[TASK TO CARRY OUT] Among the records that follow, set down only the lines from the one containing "target: pale blue" to the one containing "M 408 502 L", both included, exactly.

[Start of Attachment]

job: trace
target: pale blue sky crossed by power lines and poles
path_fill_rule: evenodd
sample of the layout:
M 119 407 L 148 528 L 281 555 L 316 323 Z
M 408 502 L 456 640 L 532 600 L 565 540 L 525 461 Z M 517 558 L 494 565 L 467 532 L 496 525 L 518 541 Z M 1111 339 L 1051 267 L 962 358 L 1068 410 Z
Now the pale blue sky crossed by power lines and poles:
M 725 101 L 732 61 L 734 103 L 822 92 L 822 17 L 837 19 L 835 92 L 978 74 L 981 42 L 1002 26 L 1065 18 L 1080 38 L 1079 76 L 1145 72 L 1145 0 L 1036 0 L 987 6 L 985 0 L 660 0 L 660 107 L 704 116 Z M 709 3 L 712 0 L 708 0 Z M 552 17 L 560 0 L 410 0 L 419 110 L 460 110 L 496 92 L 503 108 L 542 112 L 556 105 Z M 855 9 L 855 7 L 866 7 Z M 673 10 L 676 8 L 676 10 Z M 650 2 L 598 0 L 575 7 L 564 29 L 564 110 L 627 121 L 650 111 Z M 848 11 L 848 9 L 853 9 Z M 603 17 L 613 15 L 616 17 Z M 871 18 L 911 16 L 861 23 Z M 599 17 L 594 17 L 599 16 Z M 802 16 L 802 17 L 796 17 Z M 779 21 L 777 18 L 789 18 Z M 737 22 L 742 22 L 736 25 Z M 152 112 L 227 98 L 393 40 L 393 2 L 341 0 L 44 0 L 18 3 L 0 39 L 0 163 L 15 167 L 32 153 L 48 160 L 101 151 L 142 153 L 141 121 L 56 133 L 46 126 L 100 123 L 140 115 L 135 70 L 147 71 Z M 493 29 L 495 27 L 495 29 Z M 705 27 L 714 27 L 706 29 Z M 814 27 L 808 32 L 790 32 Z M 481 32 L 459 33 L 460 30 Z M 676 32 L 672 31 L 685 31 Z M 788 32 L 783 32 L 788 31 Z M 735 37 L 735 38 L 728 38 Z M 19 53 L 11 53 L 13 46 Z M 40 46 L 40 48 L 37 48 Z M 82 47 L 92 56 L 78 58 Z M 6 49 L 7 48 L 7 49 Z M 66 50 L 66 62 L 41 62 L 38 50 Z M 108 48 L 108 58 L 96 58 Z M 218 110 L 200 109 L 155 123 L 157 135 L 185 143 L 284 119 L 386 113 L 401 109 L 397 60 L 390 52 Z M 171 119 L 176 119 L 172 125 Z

[End of Attachment]
[Start of Attachment]

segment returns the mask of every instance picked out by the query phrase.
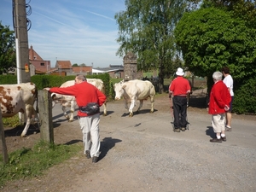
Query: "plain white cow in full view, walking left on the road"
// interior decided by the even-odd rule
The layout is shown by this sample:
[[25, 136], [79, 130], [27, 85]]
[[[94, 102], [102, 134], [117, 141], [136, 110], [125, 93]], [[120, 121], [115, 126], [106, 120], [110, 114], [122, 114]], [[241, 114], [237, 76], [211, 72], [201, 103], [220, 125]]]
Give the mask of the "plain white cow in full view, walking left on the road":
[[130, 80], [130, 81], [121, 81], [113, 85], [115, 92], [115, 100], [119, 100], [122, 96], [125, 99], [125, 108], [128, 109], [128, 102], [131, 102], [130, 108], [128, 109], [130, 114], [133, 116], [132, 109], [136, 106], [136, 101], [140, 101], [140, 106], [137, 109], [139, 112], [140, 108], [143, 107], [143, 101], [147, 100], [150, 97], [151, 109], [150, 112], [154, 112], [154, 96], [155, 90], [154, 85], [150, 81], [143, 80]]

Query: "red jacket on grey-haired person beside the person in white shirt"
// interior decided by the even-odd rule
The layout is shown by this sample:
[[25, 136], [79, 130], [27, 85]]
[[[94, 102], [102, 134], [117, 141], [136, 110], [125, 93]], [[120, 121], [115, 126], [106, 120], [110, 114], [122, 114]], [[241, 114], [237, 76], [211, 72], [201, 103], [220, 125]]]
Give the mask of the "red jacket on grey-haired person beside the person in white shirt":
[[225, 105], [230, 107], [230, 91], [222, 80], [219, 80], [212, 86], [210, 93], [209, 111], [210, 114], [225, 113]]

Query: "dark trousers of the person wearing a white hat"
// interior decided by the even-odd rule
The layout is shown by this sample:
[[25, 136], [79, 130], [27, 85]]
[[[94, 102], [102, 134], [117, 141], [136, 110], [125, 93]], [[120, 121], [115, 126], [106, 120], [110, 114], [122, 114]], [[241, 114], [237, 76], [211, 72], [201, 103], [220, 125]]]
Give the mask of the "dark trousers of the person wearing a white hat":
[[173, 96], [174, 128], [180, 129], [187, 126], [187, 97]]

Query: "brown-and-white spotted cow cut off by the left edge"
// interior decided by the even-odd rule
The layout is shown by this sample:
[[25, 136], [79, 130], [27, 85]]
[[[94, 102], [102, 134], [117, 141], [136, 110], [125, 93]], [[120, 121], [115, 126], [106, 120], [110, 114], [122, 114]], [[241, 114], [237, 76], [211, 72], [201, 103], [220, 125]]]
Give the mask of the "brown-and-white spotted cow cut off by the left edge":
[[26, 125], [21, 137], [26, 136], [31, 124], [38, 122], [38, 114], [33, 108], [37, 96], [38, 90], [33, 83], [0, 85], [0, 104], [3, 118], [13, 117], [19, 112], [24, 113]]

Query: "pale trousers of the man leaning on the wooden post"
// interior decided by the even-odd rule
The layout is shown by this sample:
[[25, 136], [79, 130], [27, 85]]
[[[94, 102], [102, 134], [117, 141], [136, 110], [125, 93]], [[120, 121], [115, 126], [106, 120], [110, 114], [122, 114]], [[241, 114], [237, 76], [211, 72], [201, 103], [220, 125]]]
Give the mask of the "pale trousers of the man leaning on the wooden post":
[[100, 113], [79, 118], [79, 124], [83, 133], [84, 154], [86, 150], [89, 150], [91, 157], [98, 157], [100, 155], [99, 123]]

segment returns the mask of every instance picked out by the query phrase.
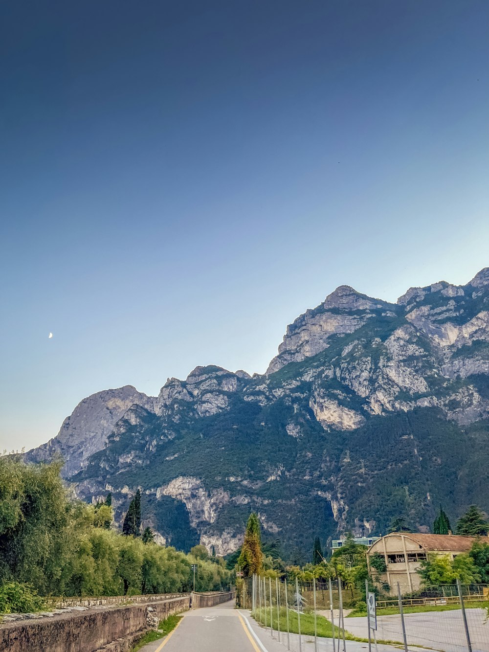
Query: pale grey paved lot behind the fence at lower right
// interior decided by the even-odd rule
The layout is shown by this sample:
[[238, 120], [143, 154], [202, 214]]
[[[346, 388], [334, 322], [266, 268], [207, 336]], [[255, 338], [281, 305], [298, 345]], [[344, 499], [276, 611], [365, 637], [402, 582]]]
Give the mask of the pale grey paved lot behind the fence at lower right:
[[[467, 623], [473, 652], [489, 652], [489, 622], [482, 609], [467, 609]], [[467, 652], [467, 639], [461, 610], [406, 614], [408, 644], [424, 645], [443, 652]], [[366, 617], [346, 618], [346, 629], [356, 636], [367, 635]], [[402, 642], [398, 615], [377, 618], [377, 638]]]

[End of Attachment]

[ANSWER TO THE PROBLEM]
target: pale blue sky crossed by power lines and poles
path_fill_rule: evenodd
sample of the layout:
M 119 407 L 148 528 L 281 555 L 316 323 Z
M 408 502 L 456 640 L 532 600 L 565 540 L 525 461 Z M 517 558 L 494 565 L 467 532 L 496 525 L 518 541 Z M 1111 339 L 1051 267 L 962 358 L 1068 410 Z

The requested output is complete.